▶ [VORLIEGENDER AUSZUG]
Omi­kron-Welle könnte in Hamburg früher brechen

Darin heißt es: „Die Bevölkerung muss in die Lage versetzt werden, ohne Angst mitzuwirken und das an Krisenbewältigung mitzuleisten, was ihr auch im persönlichen Verhalten möglich ist. Keinesfalls darf die Kommunikation sich widerstreitenden Experten in Talkshows allein überlassen werden.“ Es gehe darum, den Strategiewechsel so zu kommunizieren, dass weder Angst noch „das Gefühl des Ausgeliefertseins in der Bevölkerung“ gesteigert würden.

Knobloch erwartet, dass die Omi­kron-Welle in der Hansestadt früher als anderswo brechen könne. Sollten die Prognosen von einem Höhepunkt Mitte Februar stimmen, würde dieser in Hamburg schon ein bis zwei Wochen vorher erreicht.

▶ [BEREITGESTELLTES MATERIAL]
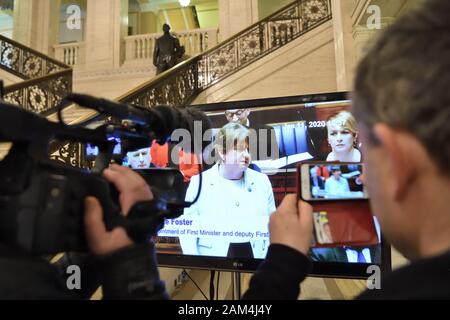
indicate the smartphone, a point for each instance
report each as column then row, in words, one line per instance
column 331, row 181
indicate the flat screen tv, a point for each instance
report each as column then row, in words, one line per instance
column 228, row 229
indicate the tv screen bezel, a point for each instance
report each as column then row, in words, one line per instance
column 320, row 269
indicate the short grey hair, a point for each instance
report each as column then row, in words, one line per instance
column 229, row 136
column 404, row 80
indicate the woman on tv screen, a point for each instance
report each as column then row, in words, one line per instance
column 231, row 192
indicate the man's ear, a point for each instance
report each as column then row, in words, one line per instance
column 401, row 166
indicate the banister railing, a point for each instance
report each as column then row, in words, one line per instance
column 46, row 80
column 70, row 53
column 40, row 95
column 25, row 62
column 179, row 85
column 195, row 41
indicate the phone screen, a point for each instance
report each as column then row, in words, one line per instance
column 332, row 181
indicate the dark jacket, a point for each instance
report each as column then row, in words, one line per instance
column 279, row 277
column 130, row 273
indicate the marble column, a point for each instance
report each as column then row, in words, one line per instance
column 365, row 37
column 106, row 28
column 236, row 15
column 36, row 24
column 344, row 45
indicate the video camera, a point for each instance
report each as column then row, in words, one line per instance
column 42, row 200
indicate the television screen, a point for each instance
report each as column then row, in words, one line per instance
column 227, row 228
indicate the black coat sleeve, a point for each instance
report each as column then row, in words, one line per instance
column 280, row 275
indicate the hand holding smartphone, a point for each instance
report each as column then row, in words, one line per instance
column 342, row 213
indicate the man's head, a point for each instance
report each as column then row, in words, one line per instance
column 238, row 116
column 402, row 103
column 166, row 28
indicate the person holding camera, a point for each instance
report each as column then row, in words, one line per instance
column 401, row 102
column 124, row 269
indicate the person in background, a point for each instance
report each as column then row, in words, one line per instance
column 167, row 51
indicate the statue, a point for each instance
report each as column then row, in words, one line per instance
column 167, row 51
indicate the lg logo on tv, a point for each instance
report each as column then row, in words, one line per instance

▶ [FRAGEN ZUM TEXT]
a) Entnehmen Sie dem Auszug zur Omikron-Welle den Wortlaut von „Knobloch erwartet, dass“ bis „Wochen vorher erreicht.“.
b) Wann würde der Höhepunkt der Omikron-Welle in Hamburg laut dem Auszug erreicht, falls die Prognosen eines Höhepunkts Mitte Februar stimmen?
Die Datensätze spielen hierfür keine Rolle.

▶ [LÖSUNGEN DER AUFGABEN]
a)
Knobloch erwartet, dass die Omi­kron-Welle in der Hansestadt früher als anderswo brechen könne. Sollten die Prognosen von einem Höhepunkt Mitte Februar stimmen, würde dieser in Hamburg schon ein bis zwei Wochen vorher erreicht.

b) Schon ein bis zwei Wochen vor Mitte Februar.